╭─ Records supplied

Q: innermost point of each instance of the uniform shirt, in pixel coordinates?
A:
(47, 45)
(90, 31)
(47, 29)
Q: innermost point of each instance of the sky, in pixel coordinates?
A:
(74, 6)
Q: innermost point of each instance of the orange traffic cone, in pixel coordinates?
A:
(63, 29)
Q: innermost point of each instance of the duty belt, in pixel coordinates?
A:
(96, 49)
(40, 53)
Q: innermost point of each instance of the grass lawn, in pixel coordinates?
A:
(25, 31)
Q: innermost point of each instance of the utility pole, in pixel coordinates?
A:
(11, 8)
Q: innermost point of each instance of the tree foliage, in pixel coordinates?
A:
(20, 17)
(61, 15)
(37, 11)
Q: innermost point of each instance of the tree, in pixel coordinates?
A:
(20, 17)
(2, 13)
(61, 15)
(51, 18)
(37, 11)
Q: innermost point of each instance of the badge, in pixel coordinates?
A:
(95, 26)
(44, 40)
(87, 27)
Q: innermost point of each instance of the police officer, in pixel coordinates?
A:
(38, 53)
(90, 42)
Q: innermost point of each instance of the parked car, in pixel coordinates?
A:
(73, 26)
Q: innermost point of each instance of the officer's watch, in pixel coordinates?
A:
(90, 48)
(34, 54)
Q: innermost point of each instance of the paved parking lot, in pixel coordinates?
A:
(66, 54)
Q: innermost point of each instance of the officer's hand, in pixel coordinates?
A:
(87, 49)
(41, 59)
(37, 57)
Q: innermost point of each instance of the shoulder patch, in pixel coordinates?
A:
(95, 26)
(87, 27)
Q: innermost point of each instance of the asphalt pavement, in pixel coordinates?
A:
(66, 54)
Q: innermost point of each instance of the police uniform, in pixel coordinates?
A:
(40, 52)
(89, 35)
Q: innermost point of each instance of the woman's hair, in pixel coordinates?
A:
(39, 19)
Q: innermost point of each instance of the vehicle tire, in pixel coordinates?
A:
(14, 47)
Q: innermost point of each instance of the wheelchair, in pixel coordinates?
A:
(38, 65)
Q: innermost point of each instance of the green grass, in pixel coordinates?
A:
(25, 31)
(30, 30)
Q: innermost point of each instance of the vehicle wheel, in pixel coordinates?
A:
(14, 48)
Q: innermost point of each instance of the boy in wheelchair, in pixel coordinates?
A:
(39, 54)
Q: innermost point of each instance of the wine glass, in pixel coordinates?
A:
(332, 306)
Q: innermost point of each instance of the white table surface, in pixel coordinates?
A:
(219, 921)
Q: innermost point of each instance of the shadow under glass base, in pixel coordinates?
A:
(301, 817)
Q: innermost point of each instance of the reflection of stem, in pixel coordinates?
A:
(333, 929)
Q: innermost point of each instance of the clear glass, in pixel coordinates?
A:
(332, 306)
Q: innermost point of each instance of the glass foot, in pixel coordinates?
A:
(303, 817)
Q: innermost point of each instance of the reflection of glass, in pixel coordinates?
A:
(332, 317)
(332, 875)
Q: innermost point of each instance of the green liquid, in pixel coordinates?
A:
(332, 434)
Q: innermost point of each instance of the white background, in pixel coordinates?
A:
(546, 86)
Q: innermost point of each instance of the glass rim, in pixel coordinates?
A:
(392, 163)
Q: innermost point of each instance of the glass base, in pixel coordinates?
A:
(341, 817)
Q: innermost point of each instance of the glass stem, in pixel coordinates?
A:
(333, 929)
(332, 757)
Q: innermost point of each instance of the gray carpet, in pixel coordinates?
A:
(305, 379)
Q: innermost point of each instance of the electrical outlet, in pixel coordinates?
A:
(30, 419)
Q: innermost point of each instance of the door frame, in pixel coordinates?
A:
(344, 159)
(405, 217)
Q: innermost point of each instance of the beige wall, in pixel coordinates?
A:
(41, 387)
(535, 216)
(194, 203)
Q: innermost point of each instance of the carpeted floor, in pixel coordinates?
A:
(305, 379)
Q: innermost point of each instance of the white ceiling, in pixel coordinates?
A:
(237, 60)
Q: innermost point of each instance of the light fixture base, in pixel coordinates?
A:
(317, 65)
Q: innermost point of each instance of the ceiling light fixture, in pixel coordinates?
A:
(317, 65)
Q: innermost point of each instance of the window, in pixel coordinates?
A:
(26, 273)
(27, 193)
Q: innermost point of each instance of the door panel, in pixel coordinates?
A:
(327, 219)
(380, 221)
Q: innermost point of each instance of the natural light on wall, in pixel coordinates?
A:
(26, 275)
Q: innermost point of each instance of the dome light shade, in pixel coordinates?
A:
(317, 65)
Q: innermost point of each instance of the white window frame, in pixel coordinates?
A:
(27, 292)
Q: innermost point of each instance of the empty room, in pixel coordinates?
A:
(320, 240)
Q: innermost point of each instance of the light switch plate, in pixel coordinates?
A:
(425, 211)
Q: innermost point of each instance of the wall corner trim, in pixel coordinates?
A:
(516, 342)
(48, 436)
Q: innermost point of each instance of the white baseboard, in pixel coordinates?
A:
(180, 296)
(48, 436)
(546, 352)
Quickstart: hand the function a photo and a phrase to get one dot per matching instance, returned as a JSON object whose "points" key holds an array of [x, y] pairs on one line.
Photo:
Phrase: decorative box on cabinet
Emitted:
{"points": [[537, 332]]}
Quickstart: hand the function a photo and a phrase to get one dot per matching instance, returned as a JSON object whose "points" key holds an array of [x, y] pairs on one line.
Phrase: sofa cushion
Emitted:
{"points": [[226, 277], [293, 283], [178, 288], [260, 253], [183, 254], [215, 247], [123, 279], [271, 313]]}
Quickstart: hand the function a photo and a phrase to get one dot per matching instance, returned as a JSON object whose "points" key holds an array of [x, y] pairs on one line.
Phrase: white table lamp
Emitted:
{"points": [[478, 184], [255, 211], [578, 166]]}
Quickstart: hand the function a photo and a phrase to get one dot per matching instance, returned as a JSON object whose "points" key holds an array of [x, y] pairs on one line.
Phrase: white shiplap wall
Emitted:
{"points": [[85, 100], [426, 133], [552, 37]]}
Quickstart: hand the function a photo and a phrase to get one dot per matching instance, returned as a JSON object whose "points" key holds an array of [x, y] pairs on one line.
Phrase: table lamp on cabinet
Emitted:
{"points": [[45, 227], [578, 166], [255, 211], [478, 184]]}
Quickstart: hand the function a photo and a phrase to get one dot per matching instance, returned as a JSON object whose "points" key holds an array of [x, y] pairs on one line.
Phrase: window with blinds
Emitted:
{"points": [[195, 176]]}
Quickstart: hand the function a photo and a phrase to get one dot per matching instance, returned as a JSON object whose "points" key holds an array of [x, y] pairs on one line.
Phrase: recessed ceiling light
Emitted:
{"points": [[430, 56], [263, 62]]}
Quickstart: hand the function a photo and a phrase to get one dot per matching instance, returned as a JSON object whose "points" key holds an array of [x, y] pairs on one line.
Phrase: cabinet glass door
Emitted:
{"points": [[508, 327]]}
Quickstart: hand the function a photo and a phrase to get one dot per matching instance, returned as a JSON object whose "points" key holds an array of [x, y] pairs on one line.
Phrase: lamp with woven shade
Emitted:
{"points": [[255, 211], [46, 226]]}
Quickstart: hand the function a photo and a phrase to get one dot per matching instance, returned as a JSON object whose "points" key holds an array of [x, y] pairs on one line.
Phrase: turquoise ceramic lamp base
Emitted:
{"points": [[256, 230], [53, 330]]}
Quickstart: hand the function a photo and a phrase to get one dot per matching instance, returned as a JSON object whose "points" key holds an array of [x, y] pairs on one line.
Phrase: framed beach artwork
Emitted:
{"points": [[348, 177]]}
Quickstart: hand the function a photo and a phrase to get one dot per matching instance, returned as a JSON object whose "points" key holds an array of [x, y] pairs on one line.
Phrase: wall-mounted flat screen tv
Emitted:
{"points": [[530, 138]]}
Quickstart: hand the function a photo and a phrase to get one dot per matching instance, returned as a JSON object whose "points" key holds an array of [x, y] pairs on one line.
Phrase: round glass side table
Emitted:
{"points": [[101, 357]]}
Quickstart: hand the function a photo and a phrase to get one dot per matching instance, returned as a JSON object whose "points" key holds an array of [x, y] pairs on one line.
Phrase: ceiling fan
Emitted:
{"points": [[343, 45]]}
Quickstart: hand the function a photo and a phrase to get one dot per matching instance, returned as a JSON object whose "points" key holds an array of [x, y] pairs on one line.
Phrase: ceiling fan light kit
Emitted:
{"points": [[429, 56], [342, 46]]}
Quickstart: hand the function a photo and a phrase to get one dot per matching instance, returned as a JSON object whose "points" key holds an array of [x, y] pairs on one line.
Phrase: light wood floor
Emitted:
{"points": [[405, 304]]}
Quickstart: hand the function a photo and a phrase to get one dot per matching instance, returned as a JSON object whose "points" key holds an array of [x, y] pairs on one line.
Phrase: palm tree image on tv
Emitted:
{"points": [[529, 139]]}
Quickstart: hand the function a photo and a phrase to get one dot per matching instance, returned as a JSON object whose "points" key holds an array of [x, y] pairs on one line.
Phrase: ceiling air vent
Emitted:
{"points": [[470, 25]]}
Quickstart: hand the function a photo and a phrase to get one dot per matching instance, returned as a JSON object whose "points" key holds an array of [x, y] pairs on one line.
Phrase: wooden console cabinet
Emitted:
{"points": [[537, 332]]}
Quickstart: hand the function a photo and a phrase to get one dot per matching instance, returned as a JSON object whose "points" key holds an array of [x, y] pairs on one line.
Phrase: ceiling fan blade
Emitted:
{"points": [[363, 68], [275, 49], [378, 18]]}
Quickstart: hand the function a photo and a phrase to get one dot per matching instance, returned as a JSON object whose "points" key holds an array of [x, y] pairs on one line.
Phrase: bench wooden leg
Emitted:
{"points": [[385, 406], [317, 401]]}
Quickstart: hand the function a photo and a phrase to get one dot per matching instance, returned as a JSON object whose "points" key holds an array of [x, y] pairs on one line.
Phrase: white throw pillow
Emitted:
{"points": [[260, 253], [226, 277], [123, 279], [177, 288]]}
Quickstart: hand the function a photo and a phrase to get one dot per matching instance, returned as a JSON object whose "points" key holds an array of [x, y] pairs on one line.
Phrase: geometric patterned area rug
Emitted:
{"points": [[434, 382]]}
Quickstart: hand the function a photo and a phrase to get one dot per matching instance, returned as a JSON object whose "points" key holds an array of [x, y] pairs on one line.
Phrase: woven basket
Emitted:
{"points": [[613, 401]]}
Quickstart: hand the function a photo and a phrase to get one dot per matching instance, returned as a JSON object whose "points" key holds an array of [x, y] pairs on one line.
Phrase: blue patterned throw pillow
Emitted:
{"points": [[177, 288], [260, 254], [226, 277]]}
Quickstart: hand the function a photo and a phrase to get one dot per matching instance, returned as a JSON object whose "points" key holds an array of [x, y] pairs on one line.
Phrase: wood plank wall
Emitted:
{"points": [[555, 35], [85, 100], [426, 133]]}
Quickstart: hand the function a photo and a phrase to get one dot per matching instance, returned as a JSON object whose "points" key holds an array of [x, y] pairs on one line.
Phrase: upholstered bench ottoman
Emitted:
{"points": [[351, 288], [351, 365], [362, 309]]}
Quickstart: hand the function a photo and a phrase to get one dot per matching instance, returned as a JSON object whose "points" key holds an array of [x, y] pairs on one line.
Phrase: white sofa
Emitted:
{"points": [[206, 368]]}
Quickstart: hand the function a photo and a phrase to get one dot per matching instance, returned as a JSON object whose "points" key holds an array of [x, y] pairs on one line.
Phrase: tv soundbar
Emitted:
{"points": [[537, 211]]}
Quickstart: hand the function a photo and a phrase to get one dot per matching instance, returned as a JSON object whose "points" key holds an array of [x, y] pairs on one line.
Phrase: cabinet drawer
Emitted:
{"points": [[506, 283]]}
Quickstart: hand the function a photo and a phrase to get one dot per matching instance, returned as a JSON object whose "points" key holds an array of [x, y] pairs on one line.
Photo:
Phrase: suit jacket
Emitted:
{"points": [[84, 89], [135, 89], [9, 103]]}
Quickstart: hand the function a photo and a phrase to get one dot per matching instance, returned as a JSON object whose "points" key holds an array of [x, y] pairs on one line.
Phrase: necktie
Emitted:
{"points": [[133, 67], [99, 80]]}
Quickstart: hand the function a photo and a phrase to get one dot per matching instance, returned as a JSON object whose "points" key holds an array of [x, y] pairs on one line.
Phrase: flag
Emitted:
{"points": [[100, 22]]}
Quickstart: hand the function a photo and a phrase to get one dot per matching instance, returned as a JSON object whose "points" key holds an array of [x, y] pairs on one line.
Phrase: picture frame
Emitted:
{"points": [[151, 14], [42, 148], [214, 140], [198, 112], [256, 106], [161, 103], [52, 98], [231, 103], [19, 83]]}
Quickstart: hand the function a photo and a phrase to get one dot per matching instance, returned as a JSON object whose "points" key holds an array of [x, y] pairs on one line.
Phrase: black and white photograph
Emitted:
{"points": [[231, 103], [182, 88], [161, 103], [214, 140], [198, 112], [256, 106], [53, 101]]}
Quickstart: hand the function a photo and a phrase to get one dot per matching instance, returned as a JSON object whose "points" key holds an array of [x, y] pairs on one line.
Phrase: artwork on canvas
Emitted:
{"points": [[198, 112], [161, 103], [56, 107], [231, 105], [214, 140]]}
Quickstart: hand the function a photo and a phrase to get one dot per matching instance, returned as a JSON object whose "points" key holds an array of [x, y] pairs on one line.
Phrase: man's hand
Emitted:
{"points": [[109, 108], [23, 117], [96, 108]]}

╰─

Every line of the data that includes the word "window" should be copied.

:: Answer to this task ::
Q: innermost point of each instance of the window, in pixel coordinates?
Q: innermost point of each instance of the white window frame, in pixel coordinates?
Phrase: window with blinds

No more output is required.